* [Task requirements]:
For the records below, print the lines from the line with "Target: brown soil" through the line with "Put a dot on the flood" exactly as written; include both end lines and exclude the rest.

····················

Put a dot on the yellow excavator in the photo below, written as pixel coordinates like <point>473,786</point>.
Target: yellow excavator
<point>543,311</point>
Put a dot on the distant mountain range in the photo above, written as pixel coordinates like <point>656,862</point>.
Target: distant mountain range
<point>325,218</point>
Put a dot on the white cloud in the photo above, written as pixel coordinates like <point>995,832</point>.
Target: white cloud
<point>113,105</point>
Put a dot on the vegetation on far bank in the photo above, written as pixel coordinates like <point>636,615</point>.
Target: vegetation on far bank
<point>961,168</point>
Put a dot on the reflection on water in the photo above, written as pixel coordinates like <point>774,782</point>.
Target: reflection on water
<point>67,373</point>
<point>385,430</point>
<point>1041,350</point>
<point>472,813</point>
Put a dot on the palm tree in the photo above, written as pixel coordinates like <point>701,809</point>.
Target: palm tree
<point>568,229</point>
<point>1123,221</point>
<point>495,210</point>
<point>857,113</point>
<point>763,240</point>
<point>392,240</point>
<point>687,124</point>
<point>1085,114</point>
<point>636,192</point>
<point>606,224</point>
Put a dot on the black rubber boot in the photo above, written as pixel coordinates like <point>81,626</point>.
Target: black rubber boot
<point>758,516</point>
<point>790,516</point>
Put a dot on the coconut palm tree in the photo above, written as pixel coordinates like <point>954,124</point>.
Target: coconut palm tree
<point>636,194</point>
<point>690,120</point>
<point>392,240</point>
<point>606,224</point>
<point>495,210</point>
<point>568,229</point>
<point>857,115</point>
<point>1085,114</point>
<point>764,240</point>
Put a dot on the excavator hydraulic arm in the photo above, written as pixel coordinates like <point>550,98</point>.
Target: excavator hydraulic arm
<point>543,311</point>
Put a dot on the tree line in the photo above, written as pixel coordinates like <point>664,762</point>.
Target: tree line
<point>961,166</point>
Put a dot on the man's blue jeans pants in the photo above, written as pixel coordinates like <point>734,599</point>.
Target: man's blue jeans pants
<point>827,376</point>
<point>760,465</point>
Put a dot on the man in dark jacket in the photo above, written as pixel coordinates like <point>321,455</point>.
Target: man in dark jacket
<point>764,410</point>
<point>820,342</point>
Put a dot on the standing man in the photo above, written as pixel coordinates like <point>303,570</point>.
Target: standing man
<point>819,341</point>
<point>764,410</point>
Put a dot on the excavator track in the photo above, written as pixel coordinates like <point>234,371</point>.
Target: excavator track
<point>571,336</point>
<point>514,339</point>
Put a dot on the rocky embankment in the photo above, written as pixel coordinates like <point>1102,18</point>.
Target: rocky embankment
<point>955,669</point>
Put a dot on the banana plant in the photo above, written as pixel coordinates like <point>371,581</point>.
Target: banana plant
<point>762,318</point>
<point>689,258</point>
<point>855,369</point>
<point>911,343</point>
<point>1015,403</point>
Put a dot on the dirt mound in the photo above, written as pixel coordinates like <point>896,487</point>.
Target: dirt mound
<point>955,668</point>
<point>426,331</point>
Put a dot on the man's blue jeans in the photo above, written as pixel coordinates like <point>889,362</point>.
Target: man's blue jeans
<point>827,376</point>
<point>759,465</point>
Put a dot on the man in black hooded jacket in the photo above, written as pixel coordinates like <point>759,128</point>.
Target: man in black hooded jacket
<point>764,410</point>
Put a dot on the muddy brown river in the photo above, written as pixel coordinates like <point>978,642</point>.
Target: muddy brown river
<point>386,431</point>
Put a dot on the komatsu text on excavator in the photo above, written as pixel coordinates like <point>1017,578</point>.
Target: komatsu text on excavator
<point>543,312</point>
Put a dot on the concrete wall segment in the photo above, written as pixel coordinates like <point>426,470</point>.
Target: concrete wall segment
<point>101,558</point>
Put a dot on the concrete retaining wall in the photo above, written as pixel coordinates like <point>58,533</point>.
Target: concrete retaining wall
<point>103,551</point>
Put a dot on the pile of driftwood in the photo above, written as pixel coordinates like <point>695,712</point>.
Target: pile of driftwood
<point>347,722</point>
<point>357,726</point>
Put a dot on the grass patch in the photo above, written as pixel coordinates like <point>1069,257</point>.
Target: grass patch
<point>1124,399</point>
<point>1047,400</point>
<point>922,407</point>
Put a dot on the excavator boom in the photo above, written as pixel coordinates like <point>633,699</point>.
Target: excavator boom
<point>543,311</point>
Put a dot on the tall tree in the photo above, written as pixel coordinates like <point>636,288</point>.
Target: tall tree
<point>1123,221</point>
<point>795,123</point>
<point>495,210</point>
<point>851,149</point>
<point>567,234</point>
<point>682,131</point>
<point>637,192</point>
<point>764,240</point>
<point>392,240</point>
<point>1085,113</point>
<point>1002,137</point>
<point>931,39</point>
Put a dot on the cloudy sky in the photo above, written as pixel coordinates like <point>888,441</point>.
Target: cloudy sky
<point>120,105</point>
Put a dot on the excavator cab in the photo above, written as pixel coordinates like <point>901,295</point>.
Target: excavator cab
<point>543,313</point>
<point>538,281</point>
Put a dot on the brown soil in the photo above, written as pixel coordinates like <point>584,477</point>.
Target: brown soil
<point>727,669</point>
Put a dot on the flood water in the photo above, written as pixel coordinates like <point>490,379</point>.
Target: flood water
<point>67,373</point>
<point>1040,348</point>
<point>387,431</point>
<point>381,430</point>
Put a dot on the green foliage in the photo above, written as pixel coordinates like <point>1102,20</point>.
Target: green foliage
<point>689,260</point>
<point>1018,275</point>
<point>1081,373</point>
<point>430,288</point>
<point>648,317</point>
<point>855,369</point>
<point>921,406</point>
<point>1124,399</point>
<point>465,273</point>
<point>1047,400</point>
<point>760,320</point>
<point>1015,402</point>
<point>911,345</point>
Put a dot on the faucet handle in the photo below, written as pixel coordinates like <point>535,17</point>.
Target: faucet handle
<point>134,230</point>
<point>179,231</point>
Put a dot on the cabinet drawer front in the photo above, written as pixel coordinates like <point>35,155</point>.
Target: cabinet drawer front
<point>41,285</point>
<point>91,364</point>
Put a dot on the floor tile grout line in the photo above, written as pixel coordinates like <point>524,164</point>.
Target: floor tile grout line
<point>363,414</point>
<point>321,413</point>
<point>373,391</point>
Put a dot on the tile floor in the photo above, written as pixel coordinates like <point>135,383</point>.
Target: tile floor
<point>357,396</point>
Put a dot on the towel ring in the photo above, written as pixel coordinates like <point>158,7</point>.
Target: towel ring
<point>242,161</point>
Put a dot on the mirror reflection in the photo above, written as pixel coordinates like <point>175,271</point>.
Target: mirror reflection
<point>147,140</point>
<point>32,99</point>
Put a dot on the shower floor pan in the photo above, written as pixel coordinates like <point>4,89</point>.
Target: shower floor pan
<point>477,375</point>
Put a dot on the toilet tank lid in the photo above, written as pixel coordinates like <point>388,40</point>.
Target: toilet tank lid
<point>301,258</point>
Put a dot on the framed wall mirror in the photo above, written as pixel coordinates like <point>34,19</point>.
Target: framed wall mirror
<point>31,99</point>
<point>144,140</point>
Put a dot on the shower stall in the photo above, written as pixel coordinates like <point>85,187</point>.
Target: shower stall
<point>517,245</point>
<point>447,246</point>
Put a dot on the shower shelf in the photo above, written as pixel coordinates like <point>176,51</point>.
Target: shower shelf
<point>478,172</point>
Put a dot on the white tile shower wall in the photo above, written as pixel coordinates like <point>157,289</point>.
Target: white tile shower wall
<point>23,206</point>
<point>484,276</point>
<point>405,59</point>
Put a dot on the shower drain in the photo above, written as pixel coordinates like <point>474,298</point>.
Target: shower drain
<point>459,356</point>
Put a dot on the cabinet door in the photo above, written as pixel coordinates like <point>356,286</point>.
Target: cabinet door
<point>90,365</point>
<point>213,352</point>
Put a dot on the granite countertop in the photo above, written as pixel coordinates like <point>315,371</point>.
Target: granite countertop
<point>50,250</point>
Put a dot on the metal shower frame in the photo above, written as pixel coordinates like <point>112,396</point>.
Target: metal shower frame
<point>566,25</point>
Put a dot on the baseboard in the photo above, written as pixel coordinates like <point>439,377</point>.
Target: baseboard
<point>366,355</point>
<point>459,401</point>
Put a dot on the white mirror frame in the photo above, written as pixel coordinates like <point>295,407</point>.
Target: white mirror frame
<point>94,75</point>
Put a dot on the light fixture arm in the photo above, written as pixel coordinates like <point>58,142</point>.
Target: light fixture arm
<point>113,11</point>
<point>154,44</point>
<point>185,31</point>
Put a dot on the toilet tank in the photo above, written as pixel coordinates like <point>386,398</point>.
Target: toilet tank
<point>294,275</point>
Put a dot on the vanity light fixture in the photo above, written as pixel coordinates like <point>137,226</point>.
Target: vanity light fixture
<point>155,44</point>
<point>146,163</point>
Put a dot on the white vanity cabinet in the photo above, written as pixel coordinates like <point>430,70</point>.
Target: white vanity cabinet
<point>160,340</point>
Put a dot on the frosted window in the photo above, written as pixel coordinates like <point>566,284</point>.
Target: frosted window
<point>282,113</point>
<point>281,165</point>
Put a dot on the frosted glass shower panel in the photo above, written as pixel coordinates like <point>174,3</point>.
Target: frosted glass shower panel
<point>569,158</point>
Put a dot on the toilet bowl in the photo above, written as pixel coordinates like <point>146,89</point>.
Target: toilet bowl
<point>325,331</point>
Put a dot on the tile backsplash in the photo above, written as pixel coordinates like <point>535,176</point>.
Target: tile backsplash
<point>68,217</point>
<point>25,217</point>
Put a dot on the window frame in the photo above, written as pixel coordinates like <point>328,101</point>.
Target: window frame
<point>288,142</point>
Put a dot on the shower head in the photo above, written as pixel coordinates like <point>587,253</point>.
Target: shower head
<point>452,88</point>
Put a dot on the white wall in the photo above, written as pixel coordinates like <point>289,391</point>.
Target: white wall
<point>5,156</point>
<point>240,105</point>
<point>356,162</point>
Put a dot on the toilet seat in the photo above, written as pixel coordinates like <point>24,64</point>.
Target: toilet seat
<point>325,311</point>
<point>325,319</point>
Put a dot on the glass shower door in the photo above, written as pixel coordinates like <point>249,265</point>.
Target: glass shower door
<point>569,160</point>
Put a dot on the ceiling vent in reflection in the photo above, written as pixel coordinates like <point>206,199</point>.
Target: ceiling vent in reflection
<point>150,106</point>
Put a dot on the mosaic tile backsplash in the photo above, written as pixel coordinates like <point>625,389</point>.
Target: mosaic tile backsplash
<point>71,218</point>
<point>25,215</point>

····················

* [Exercise output]:
Target: brown soil
<point>727,669</point>
Put a dot on the flood water in the photo above, written as pixel coordinates like <point>490,379</point>.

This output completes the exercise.